§ TASK 1:
Answer these questions about the essay on happiness:
(a) What do Buddhists take to be the ground bass of life?
(b) What was the name of the game inspired by Diogenes?
(c) What did the count of happy people drop to once the Evil Conditions of Exclusion were applied?
§ TASK 2: Can you write the next part of the essay on happiness, picking up right after its final sentence?

§ DOCUMENT SECTION:
⁂

obviously, it's preferable to be happy rather than miserable. this is why Buddhists, whose premise, more pragmatically than most, is that the ground bass of life is suffering, feel obliged to walk around with that idiot fixed smile on their faces all the time. it's very nice when it happens. and it does happen from time to time. even to me. but, if it's not happening, it's not something to get all litigious about.

ever the fan of Diogenes, I have been known to play a game inspired by his glorious and legendary cynicism. called Hunting the Happy, it was predicated on the understanding that it's really quite easy to spot someone who's genuinely happy, because they're the ones who aren't either fake-smiling and wishing one all the benefactions that the best of good days can shower upon one as they count out one's change, or they're the ones who aren't shuffling along living-dead style with an expression of grim endurance on their face as they suffer the endless loop of transit from the hell of home to the hell of work or vice versa. so, on any given journey (from home to the shops usually used to work, but the longer the better), I would set out to count the number of happy people I saw. the number was always low, but when I started to apply a few reality-filters - my Evil Conditions of Exclusion (no children, no lovers, no alcohol or drugs involvement, no hippies, no Buddhists, no cultists or village idiots), the number dropped to zero. always. and it became too depressing so I had to stop playing it.
⁂
Region pointing data:
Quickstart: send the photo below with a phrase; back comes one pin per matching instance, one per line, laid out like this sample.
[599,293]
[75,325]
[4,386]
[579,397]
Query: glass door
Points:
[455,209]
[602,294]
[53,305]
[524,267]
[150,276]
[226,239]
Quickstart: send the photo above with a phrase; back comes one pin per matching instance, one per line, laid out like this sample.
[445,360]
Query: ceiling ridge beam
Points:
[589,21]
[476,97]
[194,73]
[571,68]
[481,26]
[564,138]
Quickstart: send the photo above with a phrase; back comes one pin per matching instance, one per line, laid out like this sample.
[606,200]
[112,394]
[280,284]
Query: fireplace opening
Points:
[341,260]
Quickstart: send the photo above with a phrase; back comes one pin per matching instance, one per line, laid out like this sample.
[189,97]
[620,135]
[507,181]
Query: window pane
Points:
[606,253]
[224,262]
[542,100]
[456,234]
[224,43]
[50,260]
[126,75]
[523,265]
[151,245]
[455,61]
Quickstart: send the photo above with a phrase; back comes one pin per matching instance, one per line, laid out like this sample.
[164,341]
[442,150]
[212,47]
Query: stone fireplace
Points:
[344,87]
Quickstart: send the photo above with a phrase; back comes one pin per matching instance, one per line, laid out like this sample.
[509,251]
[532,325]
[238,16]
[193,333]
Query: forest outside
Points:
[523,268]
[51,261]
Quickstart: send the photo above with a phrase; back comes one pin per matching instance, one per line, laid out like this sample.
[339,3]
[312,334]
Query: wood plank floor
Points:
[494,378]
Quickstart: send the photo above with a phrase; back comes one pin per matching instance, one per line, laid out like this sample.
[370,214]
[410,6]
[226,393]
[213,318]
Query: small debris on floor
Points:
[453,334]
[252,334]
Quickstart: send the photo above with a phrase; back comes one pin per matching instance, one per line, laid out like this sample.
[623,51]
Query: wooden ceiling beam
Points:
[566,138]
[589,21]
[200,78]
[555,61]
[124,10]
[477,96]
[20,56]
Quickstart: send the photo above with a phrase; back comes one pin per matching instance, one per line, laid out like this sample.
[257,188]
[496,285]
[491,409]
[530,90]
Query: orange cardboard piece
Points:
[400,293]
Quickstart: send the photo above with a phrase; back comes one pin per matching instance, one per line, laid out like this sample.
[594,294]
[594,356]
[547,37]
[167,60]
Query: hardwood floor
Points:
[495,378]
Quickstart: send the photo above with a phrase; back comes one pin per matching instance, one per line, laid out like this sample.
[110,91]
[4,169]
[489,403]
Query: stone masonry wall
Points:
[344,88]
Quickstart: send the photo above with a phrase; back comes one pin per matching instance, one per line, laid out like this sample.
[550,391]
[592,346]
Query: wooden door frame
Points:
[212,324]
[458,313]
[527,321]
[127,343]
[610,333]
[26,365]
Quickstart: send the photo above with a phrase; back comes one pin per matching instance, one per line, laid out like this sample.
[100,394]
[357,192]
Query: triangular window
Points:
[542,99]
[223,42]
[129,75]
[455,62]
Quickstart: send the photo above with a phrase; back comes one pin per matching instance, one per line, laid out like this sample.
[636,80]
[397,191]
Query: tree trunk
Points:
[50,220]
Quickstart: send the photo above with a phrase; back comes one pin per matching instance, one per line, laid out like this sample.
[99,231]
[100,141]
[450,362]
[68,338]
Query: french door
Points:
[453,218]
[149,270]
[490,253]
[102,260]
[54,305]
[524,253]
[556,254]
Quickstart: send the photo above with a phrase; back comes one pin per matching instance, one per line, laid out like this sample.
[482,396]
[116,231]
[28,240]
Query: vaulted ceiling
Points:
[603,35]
⁂
§ WRITTEN REPLY 1:
(a) Suffering.
(b) Hunting the Happy.
(c) Zero.

§ WRITTEN REPLY 2:
'happiness', crucially, operates by a fundamentally different set of attributes than apply to any seriously comprehensive view of the world: it's a very strange person who can profess to be 'happy' at the same time as professing to care about cruelty, injustice, oppression, or inequality, in any form that contradicts our espousal to the cause of aforesaid 'inalienable rights'. such confusion is forgivable in a child, but the continuation of such childlike reconciliations into adulthood is - well - a bit gay, a bit hippy, a bit too fucking DUMB for anyone's good. and yet this is where we are. we want - we want desperately - to be happy, choosing wilfully to ignore the fact that the only way to be happy for anything other than the few fleeting moments in any given lifetime when it might actually happen of its own accord is to wrap ourselves in a cosy cocoon of pre-adult oblivion in which neither intellect nor personal moral barometer is engaged.

however, as age and experience lend unwelcome if incontrovertible evidence to the proposition that, in fact, happiness of the childlike kind is the ineluctable province either of childhood or of such childish states of mind as can only be emulated in adulthood with the assistance of drugs and booze and god, there gradually emerges the initially wearisome discovery of a compensating mechanism - that all-over glowy feeling it's possible to get from putting a smile on someone else's face. it's hardly comparable, it's true, to the passionate pyrotechnics of, say, falling in love, but, unlike that kind of happiness, it's guaranteed to stay the course. one doesn't have to be a saint to be neighbourly, polite, thoughtful, kind, and generous, but, eccentric though it might sound to a generation dedicated to the axiom that all men and a few token women and blacks are born free to pursue their constitutional right to happiness, there might actually be a grain of truth in the old saw about virtue being its own reward.